## Text shown
◇ ◇ ◇
This motley melange of misfits whose ferocious battle cry of "WAH-HOO!!" earned them the title "Howling Commandos" was led by Nicholas Joseph Fury, a cigar-chomping, tough-talking Sergeant whose trademarks were a five-o'clock shadow and a perpetually-ripped shirt. A product of the Great Depression, Fury was raised on the Lower East Side of Manhattan known as Hell's Kitchen by his widowed mother, his father (World War I pilot Jack Fury) having died in combat. Fury was a classic Dead-End Kid. He frequented pool halls, got into scrapes, and worked as infrequently as possible. His life turned around when he joined the parish of Chaplain Lewis Hargrove. Fury became best friends with Hargrove's younger brother who was subsequently killed at Pearl Harbor. To avenge his friend's death at the hands of the Axis powers, Fury enlisted in 1941, endured basic training at Fort Dix, and served as a Sergeant in the European Theater of Operations leading the Howlers.
 
Now there's a novel concept. Underwater cigarettes.

But if Sergeant Fury is, as I suspect, a payroll soldier, surely there must be health and safety regulation conflicts in effect regarding the working environment - passive underwater smoking is a known killer that leads to a whole host of other medical conditions.
 

kongisking

Active member
Montana Smith said:
So...anybody watching Marvel's Agents of S.H.I.E.L.D.?

A certain Samuel L. Jackson made a cameo last night in episode 2:

agentsofshield_nickfury.jpg


I suppose this adds legitimacy to a show that's very much a poor cousin to a series of major movies.

Episode 1 was promising.

Episode 2 was verging on Relic Hunter/A-Team territory. It looked very antiquated compared to other contemporary/recent TV series.

It was little wonder then that they airlifted Sam in so soon to try to bring some gravitas and credibility to the project.

I must be one of the few really enjoying the show so far. I didn't expect it to be anywhere near the epic blockbuster-scale and inventiveness of the proper films, and am judging it by the standard it should be judged by: a simpler, cheaper look at the (relatively) mundane side of that world. Everyone acting like it's already a failure and a blight on the film's quality reputation is bizarre. How many shows take a few episodes (hell, even entire seasons) to reach their potential, anyway?

But regardless, Fury's cameo was sweet. Jackson is always best when pissed off. :cool:

And kudos on that screengrab, Smiffy. Fury's doing the Ford Finger!
◇ ◇ ◇
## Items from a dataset
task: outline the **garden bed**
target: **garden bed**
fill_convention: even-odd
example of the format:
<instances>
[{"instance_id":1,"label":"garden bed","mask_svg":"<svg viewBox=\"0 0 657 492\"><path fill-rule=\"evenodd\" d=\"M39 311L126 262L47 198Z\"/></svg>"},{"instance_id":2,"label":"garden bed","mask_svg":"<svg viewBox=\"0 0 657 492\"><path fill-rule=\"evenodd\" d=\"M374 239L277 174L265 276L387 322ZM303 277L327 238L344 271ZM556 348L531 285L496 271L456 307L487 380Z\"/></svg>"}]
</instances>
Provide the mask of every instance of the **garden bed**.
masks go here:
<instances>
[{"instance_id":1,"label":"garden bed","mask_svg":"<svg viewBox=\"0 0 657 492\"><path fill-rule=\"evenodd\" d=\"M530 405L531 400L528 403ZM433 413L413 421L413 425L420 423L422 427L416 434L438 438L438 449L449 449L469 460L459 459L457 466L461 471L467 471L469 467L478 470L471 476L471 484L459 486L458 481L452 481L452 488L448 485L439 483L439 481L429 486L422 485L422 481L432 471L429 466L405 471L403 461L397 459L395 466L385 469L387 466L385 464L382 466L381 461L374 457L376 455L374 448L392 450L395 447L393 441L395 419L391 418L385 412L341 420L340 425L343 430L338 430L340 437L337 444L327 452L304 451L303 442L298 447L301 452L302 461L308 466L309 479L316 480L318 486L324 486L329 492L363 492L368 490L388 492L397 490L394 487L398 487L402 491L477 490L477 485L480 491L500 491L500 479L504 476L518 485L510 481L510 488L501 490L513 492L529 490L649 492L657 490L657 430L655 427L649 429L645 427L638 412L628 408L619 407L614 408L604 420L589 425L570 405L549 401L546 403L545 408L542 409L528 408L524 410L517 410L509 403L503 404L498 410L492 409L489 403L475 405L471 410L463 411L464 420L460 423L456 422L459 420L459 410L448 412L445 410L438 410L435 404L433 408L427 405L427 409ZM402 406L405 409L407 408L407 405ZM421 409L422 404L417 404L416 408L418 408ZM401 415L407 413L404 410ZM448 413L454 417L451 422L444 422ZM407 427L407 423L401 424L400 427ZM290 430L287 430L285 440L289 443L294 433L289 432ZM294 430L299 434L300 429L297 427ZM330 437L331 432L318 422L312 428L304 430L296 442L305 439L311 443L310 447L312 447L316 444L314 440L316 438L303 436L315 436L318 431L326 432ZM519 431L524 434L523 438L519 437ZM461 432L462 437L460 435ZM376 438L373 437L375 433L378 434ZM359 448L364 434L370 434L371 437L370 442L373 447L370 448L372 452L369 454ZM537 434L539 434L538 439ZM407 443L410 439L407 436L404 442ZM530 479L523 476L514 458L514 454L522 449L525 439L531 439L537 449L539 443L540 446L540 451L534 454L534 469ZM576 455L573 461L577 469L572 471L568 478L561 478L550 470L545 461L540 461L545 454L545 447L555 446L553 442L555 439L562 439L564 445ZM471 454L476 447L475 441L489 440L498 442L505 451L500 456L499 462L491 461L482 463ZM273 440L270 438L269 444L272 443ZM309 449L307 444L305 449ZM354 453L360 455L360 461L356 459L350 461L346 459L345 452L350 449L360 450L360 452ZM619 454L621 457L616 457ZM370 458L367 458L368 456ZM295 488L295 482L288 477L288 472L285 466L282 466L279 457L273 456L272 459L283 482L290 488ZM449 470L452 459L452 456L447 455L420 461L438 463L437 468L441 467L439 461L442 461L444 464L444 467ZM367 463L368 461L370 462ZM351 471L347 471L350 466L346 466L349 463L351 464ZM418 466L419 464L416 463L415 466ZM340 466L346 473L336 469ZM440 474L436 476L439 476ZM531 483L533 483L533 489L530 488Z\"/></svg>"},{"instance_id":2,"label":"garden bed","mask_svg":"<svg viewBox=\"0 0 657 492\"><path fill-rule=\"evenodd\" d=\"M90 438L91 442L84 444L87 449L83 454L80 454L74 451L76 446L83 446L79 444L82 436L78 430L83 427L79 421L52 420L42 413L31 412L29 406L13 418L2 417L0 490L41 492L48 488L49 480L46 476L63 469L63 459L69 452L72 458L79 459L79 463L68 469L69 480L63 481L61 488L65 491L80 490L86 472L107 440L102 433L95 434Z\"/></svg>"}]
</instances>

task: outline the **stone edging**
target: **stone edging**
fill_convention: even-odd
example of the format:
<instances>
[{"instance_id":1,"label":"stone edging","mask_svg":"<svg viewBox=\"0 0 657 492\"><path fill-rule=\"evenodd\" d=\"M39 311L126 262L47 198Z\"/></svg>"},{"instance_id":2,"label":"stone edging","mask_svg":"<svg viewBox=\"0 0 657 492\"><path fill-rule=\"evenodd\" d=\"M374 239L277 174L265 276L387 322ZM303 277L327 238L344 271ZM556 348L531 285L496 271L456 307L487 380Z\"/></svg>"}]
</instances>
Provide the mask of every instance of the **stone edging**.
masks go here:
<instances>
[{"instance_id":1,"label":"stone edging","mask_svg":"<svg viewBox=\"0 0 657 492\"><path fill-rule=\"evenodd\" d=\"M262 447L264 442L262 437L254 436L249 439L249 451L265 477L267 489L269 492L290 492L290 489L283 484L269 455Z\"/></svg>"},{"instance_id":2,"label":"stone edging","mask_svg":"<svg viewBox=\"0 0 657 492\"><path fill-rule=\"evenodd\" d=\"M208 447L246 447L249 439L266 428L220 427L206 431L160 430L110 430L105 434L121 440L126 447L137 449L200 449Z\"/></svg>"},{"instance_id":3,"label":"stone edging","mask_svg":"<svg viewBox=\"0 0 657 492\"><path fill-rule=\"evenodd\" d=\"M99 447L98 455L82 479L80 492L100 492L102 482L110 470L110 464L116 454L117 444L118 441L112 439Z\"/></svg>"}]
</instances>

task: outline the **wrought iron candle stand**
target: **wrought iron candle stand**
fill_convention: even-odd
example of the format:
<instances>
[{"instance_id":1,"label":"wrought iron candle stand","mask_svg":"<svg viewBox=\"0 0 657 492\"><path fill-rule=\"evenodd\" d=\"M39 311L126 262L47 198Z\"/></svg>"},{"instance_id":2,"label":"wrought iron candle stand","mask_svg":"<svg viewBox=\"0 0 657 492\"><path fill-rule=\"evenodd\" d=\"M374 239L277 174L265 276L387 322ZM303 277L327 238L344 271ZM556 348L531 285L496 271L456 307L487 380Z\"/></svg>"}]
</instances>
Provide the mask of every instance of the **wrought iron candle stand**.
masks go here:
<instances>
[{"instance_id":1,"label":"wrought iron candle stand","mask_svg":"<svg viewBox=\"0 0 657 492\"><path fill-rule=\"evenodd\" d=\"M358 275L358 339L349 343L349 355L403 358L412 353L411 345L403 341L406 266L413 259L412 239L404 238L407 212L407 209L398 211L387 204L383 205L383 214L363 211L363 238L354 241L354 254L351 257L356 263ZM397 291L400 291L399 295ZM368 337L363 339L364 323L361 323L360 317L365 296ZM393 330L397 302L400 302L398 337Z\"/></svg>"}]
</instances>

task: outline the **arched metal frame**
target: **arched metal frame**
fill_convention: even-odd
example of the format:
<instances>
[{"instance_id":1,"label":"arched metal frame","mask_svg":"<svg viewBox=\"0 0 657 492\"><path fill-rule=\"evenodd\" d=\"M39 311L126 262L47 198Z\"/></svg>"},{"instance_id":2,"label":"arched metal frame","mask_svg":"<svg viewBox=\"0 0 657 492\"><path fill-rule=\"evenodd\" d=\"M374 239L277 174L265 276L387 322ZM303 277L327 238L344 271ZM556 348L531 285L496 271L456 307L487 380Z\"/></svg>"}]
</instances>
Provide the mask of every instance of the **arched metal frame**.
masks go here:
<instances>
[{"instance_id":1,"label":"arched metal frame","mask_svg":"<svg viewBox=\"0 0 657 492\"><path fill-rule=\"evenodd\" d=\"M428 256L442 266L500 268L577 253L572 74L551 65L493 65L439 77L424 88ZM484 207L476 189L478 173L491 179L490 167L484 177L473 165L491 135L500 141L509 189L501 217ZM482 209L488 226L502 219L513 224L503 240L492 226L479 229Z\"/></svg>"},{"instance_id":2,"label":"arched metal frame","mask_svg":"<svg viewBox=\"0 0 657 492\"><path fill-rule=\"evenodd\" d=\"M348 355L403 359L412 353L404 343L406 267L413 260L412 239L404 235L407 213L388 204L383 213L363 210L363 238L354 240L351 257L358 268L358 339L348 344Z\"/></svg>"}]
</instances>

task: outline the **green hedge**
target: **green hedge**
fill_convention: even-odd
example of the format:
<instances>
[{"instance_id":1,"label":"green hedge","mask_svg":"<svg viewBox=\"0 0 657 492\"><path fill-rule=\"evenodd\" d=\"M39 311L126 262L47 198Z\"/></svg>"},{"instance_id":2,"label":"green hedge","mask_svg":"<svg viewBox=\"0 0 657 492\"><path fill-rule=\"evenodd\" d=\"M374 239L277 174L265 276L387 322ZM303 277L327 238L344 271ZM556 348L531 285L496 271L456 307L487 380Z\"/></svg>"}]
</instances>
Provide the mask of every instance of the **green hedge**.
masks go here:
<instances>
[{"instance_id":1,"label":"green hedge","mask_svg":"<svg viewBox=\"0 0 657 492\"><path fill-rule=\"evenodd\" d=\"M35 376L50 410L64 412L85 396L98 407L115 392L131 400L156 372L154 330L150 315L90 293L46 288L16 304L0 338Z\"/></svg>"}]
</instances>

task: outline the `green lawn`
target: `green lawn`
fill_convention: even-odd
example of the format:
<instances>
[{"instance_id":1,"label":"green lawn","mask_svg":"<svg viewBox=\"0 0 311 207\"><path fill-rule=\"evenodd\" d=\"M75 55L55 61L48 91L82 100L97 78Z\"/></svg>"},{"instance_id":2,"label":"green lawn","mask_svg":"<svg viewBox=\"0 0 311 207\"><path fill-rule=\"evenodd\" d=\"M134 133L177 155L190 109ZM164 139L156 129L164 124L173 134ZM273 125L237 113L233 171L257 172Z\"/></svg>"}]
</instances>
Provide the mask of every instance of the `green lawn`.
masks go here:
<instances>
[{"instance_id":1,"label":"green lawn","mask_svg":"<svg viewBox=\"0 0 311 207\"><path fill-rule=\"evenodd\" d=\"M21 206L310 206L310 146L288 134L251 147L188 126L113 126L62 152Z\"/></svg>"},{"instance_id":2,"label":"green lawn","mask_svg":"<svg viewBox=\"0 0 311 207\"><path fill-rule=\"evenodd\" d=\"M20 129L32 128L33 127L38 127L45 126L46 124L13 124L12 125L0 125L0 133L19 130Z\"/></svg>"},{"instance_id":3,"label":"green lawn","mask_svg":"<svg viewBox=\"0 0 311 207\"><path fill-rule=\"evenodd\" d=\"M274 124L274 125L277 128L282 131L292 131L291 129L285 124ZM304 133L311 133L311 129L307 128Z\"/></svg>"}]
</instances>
◇ ◇ ◇
Copy word for word the stretch of the Nick Fury text from "A certain Samuel" through "1 was promising.".

A certain Samuel L. Jackson made a cameo last night in episode 2:

agentsofshield_nickfury.jpg


I suppose this adds legitimacy to a show that's very much a poor cousin to a series of major movies.

Episode 1 was promising.